::: Input :::

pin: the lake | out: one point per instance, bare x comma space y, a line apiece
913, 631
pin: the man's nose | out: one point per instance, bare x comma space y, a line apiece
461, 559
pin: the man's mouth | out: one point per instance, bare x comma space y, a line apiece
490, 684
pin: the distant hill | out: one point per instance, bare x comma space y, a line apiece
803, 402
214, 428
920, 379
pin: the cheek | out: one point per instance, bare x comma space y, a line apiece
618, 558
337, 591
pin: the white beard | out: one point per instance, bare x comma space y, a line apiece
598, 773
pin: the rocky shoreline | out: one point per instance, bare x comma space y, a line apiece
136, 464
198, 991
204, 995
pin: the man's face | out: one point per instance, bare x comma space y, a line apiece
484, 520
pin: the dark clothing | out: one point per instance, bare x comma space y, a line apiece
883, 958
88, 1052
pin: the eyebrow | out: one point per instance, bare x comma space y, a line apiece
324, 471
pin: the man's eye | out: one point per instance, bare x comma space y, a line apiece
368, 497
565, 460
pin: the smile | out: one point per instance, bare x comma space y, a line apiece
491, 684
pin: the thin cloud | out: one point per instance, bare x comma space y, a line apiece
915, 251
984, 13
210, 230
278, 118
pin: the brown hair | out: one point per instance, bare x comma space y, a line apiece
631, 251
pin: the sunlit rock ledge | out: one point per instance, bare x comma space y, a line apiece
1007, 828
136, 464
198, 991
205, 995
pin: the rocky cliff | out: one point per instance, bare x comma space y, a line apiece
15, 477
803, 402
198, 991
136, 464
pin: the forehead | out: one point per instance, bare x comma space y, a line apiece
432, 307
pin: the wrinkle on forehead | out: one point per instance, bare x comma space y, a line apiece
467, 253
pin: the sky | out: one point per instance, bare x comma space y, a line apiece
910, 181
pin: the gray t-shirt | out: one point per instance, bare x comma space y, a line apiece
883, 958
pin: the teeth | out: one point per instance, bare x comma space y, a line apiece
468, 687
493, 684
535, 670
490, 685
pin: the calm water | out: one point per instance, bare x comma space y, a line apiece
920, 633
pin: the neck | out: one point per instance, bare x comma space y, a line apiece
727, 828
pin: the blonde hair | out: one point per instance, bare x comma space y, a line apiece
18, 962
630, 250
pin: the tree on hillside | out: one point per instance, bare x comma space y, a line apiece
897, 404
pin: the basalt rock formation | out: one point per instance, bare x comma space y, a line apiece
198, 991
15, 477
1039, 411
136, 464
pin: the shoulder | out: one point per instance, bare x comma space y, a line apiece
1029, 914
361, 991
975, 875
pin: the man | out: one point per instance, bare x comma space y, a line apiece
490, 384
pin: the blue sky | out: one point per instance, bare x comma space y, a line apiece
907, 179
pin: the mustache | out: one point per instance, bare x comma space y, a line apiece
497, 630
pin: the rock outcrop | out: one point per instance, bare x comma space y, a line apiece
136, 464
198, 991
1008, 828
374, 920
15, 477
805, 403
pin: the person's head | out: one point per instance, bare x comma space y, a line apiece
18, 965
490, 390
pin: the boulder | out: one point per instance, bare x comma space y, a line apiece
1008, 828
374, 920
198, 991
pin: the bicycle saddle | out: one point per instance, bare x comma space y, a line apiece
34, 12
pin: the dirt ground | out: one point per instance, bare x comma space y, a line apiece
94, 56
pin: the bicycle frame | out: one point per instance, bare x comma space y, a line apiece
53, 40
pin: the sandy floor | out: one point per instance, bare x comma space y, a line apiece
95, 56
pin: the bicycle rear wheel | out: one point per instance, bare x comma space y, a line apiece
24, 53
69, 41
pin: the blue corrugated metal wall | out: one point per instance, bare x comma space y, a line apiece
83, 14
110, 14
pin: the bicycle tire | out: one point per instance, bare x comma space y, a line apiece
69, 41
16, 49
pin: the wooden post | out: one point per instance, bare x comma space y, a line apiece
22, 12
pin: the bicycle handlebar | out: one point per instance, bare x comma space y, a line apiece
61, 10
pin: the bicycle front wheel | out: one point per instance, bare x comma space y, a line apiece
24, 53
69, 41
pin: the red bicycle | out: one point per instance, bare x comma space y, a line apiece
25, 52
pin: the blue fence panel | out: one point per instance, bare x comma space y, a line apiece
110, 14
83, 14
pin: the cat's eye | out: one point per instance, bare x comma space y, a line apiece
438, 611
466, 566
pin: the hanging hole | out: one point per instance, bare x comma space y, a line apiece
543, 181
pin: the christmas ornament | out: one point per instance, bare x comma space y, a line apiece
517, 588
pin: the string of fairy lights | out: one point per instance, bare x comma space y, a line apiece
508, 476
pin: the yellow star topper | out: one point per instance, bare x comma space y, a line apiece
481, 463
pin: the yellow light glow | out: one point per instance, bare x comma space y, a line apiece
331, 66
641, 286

:::
::: Input :::

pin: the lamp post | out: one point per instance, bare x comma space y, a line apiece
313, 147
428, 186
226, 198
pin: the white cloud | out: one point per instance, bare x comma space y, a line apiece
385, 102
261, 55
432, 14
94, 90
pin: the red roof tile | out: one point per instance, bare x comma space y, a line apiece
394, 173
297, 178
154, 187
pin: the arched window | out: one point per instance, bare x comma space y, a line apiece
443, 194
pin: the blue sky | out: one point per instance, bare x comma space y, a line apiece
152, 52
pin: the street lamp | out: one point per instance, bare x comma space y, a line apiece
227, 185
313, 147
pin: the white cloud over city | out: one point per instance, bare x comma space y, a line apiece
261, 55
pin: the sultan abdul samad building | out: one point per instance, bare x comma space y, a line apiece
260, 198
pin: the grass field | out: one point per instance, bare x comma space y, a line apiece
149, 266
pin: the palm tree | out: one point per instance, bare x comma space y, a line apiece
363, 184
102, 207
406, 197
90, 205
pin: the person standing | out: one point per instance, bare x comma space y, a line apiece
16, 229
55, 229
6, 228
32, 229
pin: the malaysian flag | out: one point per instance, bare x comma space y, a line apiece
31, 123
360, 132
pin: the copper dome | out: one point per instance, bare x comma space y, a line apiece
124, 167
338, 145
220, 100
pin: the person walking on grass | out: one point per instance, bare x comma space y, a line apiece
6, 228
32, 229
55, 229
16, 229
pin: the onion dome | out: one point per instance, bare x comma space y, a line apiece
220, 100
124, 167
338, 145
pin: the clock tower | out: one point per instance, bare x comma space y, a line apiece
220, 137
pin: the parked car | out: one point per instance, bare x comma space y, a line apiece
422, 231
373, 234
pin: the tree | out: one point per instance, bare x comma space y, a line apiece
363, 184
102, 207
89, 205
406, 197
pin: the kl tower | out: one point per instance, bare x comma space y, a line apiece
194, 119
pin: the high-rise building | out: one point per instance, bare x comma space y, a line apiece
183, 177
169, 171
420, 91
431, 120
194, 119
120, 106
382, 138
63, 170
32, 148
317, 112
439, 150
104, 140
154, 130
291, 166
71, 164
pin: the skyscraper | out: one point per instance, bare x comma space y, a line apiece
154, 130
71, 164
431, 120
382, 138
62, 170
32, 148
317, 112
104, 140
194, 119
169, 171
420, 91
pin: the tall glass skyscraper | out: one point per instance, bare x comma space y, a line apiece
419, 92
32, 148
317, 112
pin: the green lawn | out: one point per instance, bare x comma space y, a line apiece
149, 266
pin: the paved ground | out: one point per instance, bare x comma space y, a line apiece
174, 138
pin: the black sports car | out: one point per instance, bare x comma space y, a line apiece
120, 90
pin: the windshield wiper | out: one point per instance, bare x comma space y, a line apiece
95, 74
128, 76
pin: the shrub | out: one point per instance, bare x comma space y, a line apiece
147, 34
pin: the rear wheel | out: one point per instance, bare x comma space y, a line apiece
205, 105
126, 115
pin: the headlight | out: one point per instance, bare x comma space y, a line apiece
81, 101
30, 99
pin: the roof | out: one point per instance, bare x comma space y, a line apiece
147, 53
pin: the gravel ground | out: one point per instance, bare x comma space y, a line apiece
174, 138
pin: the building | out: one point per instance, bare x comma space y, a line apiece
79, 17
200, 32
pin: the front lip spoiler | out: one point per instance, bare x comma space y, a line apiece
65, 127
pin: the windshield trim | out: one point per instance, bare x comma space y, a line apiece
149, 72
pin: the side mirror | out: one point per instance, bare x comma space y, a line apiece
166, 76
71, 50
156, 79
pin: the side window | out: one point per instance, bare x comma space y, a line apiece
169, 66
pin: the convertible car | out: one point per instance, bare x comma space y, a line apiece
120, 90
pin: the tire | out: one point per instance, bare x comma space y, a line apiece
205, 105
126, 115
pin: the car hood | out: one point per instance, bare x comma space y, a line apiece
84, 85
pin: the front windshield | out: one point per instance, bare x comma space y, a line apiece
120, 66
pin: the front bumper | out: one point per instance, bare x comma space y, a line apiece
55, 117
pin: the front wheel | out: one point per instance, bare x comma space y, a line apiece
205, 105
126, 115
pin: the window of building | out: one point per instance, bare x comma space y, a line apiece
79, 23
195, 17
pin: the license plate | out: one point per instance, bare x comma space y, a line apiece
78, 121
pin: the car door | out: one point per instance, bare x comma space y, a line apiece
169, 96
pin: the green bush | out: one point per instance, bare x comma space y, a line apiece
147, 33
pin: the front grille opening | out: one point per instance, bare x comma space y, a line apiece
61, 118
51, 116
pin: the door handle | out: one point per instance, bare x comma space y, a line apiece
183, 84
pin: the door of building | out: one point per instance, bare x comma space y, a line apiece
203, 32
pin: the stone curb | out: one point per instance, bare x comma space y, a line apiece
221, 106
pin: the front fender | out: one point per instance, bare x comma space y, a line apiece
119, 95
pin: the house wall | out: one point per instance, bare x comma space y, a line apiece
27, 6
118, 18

:::

Problem requirements: Count the lines in the items that contain the word "ground", with case counting, and give only that number.

Expected answer: 3